Task prompt: Could you lay out every line of the data below as a JSON list of strings, one string per line, with blank lines left out?

Excerpts from a point labeling dataset
-----

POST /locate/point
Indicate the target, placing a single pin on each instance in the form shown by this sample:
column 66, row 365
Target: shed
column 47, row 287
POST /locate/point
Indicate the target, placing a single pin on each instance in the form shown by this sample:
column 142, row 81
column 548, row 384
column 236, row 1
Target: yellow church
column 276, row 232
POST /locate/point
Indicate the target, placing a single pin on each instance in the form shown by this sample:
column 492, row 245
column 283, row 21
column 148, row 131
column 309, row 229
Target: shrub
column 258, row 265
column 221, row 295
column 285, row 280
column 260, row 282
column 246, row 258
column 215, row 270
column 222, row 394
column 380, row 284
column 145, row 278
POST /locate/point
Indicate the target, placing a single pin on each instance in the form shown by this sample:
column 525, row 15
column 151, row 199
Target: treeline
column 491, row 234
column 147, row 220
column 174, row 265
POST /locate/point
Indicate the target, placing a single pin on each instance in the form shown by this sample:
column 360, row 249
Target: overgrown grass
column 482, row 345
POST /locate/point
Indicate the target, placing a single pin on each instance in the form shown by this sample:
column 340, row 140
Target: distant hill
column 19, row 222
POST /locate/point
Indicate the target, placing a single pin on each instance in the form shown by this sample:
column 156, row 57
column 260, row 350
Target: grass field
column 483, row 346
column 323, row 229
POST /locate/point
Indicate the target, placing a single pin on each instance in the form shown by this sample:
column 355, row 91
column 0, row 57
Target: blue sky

-----

Result of this task:
[
  "POST /locate/point",
  "Indicate the target, placing a single pin on each instance in the form shown by this sample:",
  "column 66, row 365",
  "Target: shed",
  "column 47, row 287",
  "POST /locate/point",
  "Indicate the target, placing a single pin on each instance in the form shown by this sample:",
  "column 142, row 81",
  "column 548, row 384",
  "column 236, row 1",
  "Target: yellow church",
  "column 276, row 232",
  "POST /locate/point",
  "Indicate the target, placing a single pin on each instance in the form shown by this sample:",
  "column 492, row 245",
  "column 283, row 21",
  "column 148, row 131",
  "column 309, row 229",
  "Target: shrub",
  "column 258, row 265",
  "column 221, row 295",
  "column 285, row 280",
  "column 260, row 282",
  "column 246, row 258",
  "column 215, row 270",
  "column 222, row 394",
  "column 380, row 284",
  "column 145, row 278",
  "POST /locate/point",
  "Indicate the target, placing a single pin on each instance in the form shown by this sample:",
  "column 525, row 15",
  "column 151, row 199",
  "Target: treeline",
  "column 491, row 234",
  "column 147, row 220",
  "column 174, row 265",
  "POST /locate/point",
  "Indicate the target, placing a single pin on each instance in the form shown by this sample:",
  "column 360, row 249",
  "Target: overgrown grass",
  "column 482, row 345",
  "POST /locate/point",
  "Indicate the target, placing a single pin on each instance in the form shown by this sample:",
  "column 340, row 140",
  "Target: distant hill",
  "column 19, row 222",
  "POST /locate/point",
  "Indicate the target, placing a single pin on each instance in the form shown by this sample:",
  "column 156, row 57",
  "column 260, row 350",
  "Target: grass field",
  "column 483, row 346",
  "column 323, row 229",
  "POST /locate/point",
  "Indicate the target, placing a single pin on each instance in the form shown by this sample:",
  "column 355, row 91",
  "column 0, row 57",
  "Target: blue sky"
]